* **Task details**
Here the answer must be the exact run of lines from the line holding "Can you see the railing?" to the end of the material below, and nothing else.
________________________________________
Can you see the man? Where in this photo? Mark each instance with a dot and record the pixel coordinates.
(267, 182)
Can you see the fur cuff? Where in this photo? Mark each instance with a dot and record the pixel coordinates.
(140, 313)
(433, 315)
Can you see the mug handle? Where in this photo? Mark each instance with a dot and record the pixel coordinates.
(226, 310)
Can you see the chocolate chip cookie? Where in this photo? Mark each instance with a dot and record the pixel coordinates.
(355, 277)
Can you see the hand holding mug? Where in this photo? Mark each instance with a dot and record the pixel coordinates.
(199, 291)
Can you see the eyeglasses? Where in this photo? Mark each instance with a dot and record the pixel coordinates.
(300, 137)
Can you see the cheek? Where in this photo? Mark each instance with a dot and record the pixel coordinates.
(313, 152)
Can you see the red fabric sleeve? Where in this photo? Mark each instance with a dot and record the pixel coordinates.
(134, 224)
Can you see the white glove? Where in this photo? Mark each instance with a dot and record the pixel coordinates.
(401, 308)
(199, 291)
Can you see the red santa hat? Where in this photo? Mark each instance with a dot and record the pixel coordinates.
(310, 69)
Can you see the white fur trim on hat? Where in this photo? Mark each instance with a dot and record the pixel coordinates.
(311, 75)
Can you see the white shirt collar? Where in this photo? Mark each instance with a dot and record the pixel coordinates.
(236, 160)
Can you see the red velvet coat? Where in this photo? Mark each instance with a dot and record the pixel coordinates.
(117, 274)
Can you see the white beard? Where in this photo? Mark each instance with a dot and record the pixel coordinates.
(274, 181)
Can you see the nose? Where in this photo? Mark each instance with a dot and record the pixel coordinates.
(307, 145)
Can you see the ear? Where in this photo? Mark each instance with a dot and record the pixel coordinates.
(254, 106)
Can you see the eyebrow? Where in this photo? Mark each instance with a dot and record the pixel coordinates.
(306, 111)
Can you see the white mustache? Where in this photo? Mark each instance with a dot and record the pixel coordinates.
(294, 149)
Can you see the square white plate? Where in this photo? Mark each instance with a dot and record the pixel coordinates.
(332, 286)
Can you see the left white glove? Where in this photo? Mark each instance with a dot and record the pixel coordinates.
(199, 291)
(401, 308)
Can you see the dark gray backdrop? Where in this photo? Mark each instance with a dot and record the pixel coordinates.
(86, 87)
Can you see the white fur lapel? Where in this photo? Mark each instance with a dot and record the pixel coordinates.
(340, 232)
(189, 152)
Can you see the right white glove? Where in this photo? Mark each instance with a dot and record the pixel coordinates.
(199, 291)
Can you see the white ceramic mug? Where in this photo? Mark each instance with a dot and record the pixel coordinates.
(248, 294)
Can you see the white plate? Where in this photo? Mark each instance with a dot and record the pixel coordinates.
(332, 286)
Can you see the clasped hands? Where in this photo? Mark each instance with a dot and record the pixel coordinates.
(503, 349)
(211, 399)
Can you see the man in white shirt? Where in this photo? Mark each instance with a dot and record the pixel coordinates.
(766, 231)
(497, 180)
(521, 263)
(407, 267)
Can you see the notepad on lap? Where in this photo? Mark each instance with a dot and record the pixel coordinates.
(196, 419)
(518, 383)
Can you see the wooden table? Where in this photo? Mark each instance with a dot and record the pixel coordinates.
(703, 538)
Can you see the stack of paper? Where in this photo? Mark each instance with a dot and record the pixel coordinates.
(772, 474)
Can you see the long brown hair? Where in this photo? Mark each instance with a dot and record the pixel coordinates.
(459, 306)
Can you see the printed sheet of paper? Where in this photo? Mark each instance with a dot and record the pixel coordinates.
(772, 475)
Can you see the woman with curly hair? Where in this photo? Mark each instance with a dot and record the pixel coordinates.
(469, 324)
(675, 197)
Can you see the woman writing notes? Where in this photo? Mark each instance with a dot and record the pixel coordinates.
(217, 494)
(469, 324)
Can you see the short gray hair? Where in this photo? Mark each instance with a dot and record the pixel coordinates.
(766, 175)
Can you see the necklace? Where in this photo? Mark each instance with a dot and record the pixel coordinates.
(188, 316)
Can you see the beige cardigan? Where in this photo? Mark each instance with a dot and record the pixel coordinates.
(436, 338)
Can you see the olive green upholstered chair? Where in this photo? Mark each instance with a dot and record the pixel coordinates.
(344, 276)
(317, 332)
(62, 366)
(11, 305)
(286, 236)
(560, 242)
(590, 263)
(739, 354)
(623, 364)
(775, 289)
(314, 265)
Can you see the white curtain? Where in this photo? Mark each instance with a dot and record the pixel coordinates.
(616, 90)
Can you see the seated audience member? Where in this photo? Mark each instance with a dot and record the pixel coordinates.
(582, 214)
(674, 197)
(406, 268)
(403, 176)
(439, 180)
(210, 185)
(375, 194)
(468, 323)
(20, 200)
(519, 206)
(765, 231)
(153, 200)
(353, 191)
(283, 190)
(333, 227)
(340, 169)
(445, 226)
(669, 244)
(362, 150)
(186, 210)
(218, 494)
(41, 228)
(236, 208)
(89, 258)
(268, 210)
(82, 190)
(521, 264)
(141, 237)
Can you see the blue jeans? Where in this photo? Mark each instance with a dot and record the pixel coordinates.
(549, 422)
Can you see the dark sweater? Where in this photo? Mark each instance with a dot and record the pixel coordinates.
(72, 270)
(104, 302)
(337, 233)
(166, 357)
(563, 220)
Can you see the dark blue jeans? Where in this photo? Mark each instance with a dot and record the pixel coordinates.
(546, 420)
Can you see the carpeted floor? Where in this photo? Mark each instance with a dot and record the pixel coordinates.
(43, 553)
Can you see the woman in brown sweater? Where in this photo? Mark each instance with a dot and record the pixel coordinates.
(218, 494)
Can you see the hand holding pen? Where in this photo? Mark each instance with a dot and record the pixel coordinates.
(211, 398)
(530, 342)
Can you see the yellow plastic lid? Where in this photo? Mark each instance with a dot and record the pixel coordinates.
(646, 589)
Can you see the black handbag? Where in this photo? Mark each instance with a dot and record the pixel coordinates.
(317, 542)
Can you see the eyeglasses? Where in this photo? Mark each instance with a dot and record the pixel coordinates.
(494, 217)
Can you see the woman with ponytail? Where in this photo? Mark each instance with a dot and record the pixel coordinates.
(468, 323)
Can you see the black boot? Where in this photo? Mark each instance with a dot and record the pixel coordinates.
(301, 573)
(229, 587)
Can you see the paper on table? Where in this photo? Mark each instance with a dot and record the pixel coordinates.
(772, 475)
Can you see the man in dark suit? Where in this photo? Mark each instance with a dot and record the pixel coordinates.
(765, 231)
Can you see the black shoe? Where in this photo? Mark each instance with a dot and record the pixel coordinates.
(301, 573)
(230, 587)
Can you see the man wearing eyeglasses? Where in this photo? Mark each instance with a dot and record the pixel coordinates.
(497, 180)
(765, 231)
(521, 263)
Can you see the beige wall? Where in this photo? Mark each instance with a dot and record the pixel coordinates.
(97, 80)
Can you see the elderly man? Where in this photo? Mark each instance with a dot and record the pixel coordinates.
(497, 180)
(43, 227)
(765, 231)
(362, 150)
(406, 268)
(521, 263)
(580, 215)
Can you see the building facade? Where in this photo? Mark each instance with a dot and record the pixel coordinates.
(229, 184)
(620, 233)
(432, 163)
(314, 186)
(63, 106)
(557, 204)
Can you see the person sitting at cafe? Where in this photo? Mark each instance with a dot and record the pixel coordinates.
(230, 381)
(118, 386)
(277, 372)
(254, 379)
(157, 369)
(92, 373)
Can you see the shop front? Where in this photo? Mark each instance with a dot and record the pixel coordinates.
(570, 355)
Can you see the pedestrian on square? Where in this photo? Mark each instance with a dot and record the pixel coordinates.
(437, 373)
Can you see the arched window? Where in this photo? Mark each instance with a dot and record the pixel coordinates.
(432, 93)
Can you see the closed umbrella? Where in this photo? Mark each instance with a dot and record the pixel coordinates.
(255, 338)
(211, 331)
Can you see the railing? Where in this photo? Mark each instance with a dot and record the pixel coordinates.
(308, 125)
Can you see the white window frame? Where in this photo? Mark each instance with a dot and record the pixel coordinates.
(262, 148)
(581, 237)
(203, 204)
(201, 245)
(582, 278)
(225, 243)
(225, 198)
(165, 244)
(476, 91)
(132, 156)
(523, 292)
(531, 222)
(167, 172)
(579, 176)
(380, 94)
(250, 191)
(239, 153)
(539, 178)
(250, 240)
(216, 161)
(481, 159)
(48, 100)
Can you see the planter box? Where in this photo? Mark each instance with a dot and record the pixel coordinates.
________________________________________
* **Answer to this task**
Can you see the railing? Where in this photo? Mark each instance with a dot and record the pixel coordinates.
(308, 125)
Can you see the white window frame? Where in this photo? Mark each instance with a dot and record the pixel coordinates.
(262, 148)
(581, 237)
(203, 204)
(201, 245)
(582, 278)
(225, 243)
(225, 198)
(165, 244)
(476, 91)
(132, 156)
(523, 292)
(531, 222)
(167, 172)
(579, 176)
(380, 94)
(250, 191)
(239, 153)
(539, 178)
(250, 240)
(216, 161)
(481, 159)
(48, 100)
Can you see the planter box? Where in this photo? Mark each instance with a dot and record the pixel coordinates.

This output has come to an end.